Records to process =>
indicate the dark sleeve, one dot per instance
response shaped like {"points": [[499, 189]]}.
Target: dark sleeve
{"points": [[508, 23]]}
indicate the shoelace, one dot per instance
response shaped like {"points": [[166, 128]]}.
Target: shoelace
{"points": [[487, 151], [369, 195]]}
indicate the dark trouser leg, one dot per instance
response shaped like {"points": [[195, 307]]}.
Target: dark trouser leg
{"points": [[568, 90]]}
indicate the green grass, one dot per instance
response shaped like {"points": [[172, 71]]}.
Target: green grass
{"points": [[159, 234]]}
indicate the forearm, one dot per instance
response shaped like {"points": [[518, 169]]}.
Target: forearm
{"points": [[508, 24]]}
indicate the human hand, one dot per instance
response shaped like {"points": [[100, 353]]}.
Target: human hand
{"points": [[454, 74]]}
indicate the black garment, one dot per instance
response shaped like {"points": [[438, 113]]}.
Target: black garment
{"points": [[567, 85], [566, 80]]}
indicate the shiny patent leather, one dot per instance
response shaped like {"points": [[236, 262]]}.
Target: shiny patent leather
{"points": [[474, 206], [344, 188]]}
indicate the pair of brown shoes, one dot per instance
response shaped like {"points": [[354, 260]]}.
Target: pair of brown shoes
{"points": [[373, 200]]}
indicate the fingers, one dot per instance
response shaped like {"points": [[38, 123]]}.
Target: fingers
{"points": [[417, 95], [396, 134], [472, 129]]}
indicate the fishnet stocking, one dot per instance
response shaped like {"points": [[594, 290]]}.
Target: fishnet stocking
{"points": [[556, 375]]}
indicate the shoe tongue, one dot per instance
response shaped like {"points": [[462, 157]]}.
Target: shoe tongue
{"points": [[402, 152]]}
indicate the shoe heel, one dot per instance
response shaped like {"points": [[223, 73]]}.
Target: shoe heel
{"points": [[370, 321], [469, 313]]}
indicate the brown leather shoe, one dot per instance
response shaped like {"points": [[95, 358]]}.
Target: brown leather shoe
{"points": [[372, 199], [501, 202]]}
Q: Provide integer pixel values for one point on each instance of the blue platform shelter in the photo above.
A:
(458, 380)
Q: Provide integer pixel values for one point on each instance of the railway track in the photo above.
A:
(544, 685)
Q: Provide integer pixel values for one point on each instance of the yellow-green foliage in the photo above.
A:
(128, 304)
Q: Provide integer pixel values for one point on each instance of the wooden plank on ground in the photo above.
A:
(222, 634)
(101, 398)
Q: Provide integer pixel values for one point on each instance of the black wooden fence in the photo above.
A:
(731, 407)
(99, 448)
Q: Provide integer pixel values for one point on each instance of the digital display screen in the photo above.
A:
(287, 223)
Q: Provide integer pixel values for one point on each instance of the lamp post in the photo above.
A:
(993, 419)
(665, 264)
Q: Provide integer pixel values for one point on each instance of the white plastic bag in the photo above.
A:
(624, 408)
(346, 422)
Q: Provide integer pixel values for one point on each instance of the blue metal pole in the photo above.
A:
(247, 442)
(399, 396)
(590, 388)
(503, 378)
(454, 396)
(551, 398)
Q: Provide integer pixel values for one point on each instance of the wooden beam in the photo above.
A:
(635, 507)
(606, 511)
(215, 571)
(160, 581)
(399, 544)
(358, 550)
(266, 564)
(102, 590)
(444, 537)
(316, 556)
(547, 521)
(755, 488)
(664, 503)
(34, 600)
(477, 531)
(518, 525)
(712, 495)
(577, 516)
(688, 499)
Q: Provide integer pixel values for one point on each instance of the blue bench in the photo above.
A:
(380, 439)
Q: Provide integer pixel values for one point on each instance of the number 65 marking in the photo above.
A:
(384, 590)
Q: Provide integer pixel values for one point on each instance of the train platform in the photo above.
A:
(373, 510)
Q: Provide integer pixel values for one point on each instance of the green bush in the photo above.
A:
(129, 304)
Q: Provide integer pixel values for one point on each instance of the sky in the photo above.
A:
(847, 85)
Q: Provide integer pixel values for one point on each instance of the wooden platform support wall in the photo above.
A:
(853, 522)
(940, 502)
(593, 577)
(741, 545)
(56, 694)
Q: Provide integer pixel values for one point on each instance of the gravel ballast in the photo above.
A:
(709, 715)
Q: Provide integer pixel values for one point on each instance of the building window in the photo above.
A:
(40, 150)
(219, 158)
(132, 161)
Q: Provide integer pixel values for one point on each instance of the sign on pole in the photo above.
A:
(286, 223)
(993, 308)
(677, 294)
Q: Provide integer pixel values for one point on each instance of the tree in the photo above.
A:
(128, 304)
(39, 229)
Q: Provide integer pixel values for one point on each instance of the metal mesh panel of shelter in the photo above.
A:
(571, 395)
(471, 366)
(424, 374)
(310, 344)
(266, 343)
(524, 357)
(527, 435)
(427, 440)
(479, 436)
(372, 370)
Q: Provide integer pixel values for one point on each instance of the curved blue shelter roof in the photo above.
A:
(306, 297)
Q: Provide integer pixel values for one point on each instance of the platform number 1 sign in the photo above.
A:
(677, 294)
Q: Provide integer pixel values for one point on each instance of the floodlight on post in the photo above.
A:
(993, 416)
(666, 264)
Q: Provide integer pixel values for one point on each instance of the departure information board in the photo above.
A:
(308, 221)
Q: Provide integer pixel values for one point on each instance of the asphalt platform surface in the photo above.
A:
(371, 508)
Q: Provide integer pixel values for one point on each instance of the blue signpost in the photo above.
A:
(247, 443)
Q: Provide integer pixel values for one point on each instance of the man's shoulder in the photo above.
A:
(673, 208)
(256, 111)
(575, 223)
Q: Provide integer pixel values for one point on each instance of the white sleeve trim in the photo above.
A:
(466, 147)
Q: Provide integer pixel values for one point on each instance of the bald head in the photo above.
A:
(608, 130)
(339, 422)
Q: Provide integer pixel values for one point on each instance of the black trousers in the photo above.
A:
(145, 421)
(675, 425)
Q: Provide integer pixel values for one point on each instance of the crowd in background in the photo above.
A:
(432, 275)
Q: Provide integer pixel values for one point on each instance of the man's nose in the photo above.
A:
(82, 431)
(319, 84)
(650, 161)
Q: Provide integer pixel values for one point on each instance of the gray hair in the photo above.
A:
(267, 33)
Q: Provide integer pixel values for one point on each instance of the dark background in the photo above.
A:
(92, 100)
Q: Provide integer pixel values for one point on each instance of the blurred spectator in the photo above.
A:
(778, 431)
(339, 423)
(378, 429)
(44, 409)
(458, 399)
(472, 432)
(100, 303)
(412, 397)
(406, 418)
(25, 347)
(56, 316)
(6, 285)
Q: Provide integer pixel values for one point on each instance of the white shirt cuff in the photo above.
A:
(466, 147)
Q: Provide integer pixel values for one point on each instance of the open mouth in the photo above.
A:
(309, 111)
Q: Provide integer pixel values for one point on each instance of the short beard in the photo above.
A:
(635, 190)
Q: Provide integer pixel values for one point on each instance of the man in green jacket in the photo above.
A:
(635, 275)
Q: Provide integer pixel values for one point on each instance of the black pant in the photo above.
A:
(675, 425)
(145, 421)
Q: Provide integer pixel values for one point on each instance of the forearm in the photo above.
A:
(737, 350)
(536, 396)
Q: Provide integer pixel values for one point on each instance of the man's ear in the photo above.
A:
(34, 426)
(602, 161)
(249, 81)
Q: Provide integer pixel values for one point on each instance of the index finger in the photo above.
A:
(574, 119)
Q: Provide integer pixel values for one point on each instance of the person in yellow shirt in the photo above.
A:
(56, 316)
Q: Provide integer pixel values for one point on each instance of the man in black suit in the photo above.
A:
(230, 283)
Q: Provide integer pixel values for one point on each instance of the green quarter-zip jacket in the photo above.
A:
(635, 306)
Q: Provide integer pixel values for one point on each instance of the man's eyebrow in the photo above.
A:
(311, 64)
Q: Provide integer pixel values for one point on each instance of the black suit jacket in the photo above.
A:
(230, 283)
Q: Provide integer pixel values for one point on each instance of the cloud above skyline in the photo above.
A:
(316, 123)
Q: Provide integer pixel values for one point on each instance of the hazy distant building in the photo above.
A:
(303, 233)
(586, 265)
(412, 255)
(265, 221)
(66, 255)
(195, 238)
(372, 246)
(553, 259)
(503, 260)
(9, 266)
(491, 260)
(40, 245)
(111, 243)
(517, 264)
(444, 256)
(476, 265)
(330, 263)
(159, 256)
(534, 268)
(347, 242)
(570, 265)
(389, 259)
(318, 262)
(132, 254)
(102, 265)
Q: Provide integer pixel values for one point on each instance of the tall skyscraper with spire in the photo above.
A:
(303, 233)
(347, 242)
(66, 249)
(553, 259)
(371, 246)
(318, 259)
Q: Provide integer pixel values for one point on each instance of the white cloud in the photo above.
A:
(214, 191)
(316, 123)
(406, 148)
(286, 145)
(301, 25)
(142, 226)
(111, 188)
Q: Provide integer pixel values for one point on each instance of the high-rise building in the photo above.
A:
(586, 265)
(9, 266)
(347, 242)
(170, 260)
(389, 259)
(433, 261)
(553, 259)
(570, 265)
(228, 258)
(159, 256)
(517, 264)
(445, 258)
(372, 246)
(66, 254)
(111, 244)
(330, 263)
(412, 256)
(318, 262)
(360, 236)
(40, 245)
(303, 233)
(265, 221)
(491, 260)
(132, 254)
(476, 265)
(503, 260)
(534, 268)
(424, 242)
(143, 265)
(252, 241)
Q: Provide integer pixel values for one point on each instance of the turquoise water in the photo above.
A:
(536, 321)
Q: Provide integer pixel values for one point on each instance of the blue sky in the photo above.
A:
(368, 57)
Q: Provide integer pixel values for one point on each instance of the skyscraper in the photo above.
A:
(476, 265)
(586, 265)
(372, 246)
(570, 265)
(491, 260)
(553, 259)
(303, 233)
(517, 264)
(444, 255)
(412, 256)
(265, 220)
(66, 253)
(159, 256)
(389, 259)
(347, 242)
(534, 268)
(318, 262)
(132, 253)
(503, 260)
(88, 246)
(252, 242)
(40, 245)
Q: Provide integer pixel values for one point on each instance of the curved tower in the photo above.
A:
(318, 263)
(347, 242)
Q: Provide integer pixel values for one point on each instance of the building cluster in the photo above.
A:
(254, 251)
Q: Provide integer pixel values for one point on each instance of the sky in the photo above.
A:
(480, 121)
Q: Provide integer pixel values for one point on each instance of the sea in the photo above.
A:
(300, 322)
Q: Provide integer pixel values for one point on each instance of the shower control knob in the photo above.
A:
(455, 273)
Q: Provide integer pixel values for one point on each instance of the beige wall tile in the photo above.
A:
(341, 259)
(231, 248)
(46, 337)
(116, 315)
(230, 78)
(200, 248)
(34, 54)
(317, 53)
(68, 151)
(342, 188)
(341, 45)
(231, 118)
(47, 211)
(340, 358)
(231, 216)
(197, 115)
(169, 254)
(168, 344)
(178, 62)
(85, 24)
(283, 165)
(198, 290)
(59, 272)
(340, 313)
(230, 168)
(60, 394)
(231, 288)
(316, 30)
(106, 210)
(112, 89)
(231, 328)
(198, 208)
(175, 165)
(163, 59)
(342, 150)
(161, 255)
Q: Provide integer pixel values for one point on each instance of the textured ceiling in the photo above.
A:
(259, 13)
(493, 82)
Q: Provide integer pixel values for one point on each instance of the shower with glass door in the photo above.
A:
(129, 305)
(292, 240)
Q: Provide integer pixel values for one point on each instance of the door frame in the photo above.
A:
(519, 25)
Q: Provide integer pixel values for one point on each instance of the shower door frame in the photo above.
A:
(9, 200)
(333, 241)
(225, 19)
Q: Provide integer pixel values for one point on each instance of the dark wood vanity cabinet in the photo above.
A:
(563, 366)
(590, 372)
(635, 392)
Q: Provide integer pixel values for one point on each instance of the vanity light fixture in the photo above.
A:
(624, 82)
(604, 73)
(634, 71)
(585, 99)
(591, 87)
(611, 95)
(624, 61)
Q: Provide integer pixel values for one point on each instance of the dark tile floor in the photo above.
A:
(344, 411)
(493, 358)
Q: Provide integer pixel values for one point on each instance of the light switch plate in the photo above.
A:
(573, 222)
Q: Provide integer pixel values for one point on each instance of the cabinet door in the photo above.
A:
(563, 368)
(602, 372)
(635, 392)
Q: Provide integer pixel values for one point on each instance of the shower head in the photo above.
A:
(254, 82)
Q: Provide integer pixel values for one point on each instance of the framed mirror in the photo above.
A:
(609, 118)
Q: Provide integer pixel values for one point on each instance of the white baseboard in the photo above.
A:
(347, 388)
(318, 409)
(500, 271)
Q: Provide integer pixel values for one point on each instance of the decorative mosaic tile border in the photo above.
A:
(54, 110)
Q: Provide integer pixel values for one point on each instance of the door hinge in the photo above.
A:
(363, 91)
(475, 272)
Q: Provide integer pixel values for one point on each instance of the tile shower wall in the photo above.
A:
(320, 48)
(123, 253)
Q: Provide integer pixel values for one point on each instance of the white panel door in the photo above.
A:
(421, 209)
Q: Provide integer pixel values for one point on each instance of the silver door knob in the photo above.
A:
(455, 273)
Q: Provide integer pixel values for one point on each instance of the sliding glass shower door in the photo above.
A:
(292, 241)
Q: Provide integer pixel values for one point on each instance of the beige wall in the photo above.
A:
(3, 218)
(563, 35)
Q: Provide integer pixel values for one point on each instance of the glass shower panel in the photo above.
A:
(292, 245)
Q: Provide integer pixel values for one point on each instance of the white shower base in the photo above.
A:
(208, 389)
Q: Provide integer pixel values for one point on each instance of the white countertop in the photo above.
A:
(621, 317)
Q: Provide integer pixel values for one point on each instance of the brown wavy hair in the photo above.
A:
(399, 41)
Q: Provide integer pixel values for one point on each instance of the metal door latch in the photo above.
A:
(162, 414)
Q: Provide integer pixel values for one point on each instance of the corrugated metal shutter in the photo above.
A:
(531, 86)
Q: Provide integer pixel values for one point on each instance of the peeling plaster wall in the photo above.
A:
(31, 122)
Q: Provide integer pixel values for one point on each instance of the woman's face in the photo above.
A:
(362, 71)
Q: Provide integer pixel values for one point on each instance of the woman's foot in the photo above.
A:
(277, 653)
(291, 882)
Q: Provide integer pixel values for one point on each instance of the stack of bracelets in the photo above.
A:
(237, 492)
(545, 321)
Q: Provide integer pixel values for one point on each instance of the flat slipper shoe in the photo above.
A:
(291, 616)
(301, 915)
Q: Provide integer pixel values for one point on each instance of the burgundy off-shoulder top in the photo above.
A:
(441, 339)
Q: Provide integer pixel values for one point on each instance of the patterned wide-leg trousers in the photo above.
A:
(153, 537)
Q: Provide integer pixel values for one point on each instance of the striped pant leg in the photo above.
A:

Task details =>
From the line holding "leg in the photo above." through the last line above, reproduce each line exactly and add nothing.

Solution for this exercise =>
Q: Provide integer pixel values for one point on each instance of the striped pant leg in the photo above.
A:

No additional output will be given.